::: Material :::
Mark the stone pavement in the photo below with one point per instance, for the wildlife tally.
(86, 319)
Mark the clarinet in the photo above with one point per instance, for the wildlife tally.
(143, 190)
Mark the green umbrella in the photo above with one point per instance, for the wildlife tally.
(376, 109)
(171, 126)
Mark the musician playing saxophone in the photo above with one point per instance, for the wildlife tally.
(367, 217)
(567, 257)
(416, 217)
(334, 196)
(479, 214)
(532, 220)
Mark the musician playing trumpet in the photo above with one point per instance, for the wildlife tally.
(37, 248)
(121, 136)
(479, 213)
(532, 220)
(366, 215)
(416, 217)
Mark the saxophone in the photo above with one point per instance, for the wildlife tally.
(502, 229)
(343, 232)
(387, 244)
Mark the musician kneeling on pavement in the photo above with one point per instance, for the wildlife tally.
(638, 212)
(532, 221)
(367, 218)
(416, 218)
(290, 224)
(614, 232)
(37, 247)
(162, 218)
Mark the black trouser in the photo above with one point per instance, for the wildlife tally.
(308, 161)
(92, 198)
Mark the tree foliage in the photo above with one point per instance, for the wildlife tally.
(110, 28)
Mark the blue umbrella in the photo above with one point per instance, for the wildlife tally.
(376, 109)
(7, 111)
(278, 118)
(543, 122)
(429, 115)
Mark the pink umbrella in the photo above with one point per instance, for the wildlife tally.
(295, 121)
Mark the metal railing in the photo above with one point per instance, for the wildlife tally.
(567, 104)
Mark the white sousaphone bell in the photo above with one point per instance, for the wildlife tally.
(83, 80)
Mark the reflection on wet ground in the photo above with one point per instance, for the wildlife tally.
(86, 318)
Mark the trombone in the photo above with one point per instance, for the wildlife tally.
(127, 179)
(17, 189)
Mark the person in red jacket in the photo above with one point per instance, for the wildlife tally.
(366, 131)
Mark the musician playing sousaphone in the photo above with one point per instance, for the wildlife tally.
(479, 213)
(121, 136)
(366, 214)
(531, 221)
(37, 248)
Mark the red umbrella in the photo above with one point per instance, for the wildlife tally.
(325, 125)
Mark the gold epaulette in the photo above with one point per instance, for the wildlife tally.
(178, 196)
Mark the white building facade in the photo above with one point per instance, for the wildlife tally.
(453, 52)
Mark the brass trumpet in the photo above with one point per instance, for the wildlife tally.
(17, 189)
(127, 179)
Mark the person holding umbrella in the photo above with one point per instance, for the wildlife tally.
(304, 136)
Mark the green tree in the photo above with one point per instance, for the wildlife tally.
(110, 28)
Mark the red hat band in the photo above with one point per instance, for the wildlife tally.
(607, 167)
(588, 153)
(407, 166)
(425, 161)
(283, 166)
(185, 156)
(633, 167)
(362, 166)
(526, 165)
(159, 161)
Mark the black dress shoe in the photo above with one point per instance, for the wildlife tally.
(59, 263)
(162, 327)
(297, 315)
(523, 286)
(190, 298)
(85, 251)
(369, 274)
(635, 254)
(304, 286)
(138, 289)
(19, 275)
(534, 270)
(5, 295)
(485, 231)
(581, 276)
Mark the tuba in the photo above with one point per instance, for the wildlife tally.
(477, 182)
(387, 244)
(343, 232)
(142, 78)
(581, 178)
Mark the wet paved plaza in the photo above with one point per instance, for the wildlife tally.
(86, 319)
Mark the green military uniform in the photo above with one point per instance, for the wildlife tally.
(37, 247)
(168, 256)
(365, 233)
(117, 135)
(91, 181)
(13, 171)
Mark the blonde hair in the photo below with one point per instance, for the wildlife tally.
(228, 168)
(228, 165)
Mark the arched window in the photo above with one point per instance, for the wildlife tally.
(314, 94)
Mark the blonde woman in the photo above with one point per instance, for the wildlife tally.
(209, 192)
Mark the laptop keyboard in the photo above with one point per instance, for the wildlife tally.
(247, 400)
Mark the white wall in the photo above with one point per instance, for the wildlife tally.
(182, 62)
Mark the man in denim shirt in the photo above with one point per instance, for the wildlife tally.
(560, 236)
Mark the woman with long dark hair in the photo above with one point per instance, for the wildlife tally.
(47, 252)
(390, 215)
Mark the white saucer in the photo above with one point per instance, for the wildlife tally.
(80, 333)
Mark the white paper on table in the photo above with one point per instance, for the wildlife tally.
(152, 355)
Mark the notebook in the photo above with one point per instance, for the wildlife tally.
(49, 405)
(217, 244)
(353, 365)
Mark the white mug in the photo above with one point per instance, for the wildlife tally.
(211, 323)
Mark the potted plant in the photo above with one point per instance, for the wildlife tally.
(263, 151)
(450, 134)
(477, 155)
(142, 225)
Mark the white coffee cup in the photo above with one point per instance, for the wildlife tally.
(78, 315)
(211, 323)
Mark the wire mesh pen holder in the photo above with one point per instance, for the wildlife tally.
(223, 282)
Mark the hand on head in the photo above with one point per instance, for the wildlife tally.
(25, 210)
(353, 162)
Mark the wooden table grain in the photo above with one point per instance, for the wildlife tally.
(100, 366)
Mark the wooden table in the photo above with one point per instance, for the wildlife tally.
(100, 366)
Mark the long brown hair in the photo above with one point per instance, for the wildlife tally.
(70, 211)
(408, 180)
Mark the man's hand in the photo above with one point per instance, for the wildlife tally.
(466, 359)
:::
## Requirement
Reproduce all of the rows above verbatim, with no changes to their wording or order.

## Reply
Mark the stone pavement in the photo below with one point per instance, for the wildlife tally.
(86, 319)
Mark the clarinet in the photo above with one point per instance, for the wildlife tally.
(143, 190)
Mark the green umbrella in the photo above with one point per instance, for the wildlife tally.
(376, 109)
(171, 126)
Mark the musician playing saxophone in the photo above with one point per instance, for the wildlife tally.
(367, 217)
(567, 257)
(416, 217)
(334, 196)
(479, 214)
(532, 220)
Mark the musician playing trumpet in the photo above with one point per instance, for the wildlife tally.
(37, 248)
(121, 136)
(479, 213)
(532, 220)
(366, 215)
(416, 217)
Mark the saxophone in the photo above with one point per instance, for the wildlife tally.
(502, 229)
(343, 232)
(387, 244)
Mark the musician kneeling on pavement in the photo above with one point per instance, for the wildlife tally.
(638, 212)
(532, 221)
(367, 218)
(416, 218)
(290, 224)
(614, 232)
(37, 247)
(162, 218)
Mark the black trouser in the photo above with one point per instance, for the wildlife tally.
(308, 161)
(92, 198)
Mark the tree foliage in the photo above with one point per instance, for the wildlife tally.
(110, 28)
Mark the blue umbrella in the photo above with one point per instance, for the wildlife tally.
(376, 109)
(7, 111)
(278, 118)
(543, 122)
(429, 115)
Mark the pink umbrella in the photo above with one point per instance, for the wildlife tally.
(295, 121)
Mark the metal railing in the photo above with one point per instance, for the wildlife tally.
(567, 104)
Mark the white sousaphone bell in the photo above with one point per instance, for the wildlife tally.
(83, 80)
Mark the reflection on wet ground in the photo above with one point per instance, for the wildlife tally.
(86, 318)
Mark the trombone in the photo above with one point per instance, for the wildlife tally.
(127, 179)
(17, 189)
Mark the person in red jacket in the photo above with one point per instance, for the wildlife tally.
(366, 131)
Mark the musician playing sousaphone in the photo above with one point per instance, for the wildlife tally.
(479, 213)
(121, 136)
(366, 214)
(531, 221)
(37, 248)
Mark the red umbrella in the photo above with one point per instance, for the wildlife tally.
(325, 125)
Mark the gold epaulette in the photo above with one point per instance, for the wildlife tally.
(178, 196)
Mark the white building facade in the photo above with one point per instance, for the wildlife tally.
(453, 52)
Mark the brass trumpet in the photo above with one point per instance, for the wildlife tally.
(17, 189)
(127, 179)
Mark the person holding umbrella in the photo above with one point per instance, for the wildlife tally.
(304, 136)
Mark the green tree in the photo above with one point per instance, for the wildlife tally.
(110, 28)
Mark the red hat band in the photo above with one point per instance, for the wildlife tally.
(607, 167)
(588, 153)
(407, 166)
(425, 161)
(283, 166)
(185, 156)
(633, 167)
(362, 166)
(526, 165)
(159, 161)
Mark the black dress shoe in the photo above with one point per instance, for the wildlife tally.
(59, 263)
(162, 327)
(297, 315)
(523, 286)
(190, 298)
(85, 251)
(369, 274)
(635, 254)
(304, 286)
(138, 289)
(19, 275)
(534, 270)
(5, 295)
(485, 231)
(581, 276)
Mark the tuba in the photo above with one point per instance, for the wildlife tally.
(477, 182)
(387, 244)
(343, 232)
(142, 78)
(581, 178)
Mark the wet paved plaza in the photo above with one point per instance, for the wildlife tally.
(86, 319)
Mark the green military uniform in the photo above with one point per instance, for the wildlife tally.
(37, 247)
(168, 256)
(365, 233)
(117, 135)
(91, 181)
(13, 171)
Mark the blonde hair in the photo below with one point per instance, for the wildlife tally.
(228, 168)
(228, 165)
Mark the arched window in the photo above with one point per instance, for the wildlife tally.
(314, 94)
Mark the blonde woman in the photo above with one point per instance, for the wildlife tally.
(209, 192)
Mark the laptop keyboard in the photo above with one point per instance, for the wildlife tally.
(247, 400)
Mark the white wall in the photo above with one point per instance, for the wildlife tally.
(182, 62)
Mark the man in denim shirt in the photo above with one point per instance, for the wildlife tally.
(560, 236)
Mark the woman with long dark hair in the photo above with one point per instance, for the wildlife tally.
(47, 252)
(390, 215)
Mark the white saucer in the photo above with one point per instance, for the wildlife tally.
(80, 333)
Mark the white paper on table in the photo above with one point per instance, for the wildlife tally.
(152, 355)
Mark the notebook in the photo above with one point per instance, for the wildlife tally.
(49, 405)
(217, 244)
(353, 365)
Mark the white mug in the photo above with one point per instance, for the wildlife tally.
(211, 323)
Mark the potted plant in the photo above with one point per instance, for the wildlife tally.
(263, 151)
(450, 134)
(477, 155)
(142, 225)
Mark the white coffee cup in the photo above with one point per instance, for the wildlife tally.
(78, 315)
(211, 323)
Mark the wire mesh pen holder in the photo above with one point per instance, for the wildlife tally.
(223, 282)
Mark the hand on head in the photo above with one point per instance, for the wildlife tally.
(25, 210)
(353, 162)
Mark the wooden table grain in the photo above with one point per instance, for the wildlife tally.
(100, 366)
Mark the wooden table in the photo above with one point per instance, for the wildlife tally.
(100, 366)
Mark the long brown hair in the photo above with one point per instance, for the wildlife tally.
(70, 211)
(408, 180)
Mark the man's hand in the photo above with one point per instance, for the wildlife tally.
(466, 359)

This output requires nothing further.